| Dataset extract |

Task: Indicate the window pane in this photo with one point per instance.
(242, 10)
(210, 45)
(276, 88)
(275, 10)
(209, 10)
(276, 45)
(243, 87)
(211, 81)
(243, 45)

| Description of the task |
Could you write out all the records exactly, please?

| Solution below |
Task: Indicate the window pane in this photo with one point per instance.
(242, 10)
(210, 45)
(276, 88)
(275, 10)
(209, 10)
(276, 45)
(243, 87)
(211, 81)
(243, 45)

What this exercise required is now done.